| THE TASK |
Exactly reproduce the line containing "Target: chair armrest" together with every line after it, through the end of the entries, and give nothing more.

# DATASET EXTRACT start

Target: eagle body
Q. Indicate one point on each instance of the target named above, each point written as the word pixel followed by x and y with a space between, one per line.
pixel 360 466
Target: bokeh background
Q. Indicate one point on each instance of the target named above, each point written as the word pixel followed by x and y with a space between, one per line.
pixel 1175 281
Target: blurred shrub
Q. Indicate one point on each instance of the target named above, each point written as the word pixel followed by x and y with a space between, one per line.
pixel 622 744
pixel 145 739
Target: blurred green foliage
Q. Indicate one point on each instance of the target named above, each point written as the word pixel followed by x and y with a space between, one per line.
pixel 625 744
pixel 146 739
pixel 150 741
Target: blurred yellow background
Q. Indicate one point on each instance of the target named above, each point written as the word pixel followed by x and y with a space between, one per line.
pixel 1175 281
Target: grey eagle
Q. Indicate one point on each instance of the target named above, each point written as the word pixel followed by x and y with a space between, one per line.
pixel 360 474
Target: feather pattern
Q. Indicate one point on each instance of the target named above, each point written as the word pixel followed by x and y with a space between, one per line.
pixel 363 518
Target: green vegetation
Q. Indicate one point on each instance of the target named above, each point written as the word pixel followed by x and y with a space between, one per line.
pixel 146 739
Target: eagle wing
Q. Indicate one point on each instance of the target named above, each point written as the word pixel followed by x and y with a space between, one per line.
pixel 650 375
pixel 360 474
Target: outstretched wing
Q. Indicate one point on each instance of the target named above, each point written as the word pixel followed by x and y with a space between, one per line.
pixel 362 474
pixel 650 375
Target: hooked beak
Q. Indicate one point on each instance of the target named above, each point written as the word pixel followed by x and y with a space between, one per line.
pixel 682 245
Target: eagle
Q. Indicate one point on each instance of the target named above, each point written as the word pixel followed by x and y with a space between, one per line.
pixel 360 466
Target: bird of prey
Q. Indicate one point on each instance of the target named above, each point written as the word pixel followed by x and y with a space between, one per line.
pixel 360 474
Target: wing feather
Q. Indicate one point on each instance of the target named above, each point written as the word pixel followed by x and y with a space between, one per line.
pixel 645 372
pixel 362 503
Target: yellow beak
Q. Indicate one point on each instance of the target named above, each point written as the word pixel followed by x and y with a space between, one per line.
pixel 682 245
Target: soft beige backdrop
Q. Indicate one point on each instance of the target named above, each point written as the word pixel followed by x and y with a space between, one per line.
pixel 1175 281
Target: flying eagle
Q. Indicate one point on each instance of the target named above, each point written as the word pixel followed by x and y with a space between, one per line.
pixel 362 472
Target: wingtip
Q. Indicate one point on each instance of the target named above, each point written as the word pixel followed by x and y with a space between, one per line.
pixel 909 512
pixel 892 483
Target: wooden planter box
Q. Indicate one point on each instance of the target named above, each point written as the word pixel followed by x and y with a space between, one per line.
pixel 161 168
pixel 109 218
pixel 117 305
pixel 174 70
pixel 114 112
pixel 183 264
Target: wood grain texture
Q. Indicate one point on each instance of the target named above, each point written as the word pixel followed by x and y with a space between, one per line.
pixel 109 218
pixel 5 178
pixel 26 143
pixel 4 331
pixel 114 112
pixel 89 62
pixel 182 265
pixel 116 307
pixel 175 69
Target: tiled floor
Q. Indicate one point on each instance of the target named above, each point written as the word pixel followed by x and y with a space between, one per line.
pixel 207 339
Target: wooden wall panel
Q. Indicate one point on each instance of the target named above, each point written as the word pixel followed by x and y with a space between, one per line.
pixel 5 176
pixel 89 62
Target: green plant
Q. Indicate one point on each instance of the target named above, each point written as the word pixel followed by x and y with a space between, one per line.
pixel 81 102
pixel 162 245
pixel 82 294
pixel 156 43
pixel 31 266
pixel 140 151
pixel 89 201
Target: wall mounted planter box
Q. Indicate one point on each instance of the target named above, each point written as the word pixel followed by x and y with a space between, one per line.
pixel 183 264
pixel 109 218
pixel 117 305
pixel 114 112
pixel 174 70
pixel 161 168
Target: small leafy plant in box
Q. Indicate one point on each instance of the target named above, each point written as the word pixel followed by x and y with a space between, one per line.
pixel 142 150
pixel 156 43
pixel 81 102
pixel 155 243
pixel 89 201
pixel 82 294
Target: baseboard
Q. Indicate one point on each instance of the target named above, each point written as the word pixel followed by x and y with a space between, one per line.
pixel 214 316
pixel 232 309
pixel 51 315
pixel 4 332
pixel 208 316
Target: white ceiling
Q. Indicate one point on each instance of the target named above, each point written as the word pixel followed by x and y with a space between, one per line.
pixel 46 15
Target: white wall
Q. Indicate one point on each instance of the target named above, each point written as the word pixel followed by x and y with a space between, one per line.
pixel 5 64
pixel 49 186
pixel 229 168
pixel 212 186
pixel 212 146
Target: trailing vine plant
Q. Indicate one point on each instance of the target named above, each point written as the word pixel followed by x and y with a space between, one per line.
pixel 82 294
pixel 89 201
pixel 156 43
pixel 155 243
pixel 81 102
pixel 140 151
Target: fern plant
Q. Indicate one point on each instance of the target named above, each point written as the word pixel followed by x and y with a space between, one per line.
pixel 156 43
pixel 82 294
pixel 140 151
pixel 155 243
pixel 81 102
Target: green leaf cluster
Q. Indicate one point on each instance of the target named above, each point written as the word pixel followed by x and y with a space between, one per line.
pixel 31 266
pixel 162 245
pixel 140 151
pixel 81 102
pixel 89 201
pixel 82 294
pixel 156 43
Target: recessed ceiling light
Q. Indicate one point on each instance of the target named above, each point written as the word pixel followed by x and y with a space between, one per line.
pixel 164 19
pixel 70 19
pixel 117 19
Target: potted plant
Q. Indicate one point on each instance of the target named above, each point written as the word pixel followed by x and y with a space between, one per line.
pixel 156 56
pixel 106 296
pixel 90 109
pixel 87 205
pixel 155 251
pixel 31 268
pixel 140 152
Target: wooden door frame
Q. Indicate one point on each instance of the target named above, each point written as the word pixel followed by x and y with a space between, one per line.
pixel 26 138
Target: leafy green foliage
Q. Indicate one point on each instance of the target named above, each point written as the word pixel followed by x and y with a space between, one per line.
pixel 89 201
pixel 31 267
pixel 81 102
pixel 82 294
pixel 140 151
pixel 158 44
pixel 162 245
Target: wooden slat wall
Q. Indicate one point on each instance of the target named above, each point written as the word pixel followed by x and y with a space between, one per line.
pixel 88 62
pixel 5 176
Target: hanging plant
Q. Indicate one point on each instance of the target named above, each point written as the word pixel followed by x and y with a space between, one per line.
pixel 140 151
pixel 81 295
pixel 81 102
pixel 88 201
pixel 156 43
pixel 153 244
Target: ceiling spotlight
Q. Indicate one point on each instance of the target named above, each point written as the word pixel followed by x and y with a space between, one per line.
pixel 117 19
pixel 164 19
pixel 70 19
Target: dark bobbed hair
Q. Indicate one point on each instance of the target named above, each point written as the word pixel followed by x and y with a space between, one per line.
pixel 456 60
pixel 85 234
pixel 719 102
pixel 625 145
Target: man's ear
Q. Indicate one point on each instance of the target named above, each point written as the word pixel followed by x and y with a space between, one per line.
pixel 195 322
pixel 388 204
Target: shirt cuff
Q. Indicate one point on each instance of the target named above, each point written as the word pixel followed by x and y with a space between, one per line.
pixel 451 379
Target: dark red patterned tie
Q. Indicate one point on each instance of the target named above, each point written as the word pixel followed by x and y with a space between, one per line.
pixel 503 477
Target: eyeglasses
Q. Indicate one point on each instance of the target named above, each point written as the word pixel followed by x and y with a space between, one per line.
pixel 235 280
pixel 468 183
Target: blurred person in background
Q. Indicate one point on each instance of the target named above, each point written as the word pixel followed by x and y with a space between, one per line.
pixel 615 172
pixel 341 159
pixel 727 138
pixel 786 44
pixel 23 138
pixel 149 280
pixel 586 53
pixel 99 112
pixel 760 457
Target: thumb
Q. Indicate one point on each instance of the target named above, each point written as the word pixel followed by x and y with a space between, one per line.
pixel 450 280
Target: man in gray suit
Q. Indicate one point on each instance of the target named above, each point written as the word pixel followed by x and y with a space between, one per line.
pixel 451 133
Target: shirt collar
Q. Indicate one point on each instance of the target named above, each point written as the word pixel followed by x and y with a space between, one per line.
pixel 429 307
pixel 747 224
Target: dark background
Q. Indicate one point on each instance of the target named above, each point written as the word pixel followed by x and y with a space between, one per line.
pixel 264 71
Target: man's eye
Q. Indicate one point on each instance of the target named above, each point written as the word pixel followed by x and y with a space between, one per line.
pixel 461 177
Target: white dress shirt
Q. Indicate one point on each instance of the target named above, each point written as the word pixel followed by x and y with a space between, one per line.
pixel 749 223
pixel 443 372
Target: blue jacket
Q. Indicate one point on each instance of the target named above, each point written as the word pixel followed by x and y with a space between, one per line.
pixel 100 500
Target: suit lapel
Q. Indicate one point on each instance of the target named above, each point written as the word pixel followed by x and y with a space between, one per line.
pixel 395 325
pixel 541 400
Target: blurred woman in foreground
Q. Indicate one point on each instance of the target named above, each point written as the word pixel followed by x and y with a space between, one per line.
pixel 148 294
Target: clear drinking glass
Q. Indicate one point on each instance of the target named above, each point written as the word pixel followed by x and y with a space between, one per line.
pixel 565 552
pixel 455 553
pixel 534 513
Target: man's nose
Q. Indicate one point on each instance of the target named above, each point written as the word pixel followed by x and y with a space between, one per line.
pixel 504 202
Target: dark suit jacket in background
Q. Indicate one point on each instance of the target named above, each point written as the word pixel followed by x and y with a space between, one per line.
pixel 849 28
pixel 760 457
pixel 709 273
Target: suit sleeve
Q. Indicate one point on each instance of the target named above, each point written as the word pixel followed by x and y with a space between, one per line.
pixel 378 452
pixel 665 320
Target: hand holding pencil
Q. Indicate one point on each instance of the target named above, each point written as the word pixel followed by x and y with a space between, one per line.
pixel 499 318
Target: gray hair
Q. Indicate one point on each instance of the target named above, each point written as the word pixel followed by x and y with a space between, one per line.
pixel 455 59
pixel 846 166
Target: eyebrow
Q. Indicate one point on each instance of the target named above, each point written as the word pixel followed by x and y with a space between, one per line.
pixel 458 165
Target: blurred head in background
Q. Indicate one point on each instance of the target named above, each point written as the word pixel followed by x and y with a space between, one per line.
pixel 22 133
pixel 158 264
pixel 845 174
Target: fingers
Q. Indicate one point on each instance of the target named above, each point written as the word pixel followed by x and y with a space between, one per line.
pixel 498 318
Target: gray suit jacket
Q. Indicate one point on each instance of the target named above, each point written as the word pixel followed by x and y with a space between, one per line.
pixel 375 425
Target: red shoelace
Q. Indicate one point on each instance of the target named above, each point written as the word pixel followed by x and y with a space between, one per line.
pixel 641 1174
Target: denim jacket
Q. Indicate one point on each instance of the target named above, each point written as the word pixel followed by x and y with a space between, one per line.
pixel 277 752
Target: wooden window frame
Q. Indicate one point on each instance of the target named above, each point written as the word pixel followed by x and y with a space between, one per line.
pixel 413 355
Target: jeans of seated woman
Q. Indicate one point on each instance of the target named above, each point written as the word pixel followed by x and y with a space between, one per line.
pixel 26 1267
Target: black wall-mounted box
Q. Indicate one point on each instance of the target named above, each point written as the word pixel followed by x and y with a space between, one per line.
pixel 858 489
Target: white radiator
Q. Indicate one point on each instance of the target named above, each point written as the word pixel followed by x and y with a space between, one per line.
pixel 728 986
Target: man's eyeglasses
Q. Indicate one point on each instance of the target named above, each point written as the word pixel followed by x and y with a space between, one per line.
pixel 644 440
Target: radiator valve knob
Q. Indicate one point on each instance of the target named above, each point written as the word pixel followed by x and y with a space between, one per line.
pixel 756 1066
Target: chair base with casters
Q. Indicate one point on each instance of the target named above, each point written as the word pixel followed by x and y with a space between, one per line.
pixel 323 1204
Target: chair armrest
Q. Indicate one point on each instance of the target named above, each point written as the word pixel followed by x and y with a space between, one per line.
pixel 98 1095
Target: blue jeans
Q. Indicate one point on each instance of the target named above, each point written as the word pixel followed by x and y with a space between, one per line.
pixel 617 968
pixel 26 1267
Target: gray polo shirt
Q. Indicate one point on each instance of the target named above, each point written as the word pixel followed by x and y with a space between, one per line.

# DATASET EXTRACT end

| EXERCISE SOLUTION |
Target: chair armrest
Q. Indicate one point on each instance of the target named above, each point written as the word pixel followed by x and y with a space between, one per line.
pixel 98 1095
Target: blue jeans
Q. Indicate one point on each instance of the target named above, each point written as the word pixel followed by x and y with a space between, one per line.
pixel 617 968
pixel 26 1267
Target: gray polo shirt
Q. Indicate one point on each instance of the target named above, each point written as the word pixel followed by x and y with a space between, one per line.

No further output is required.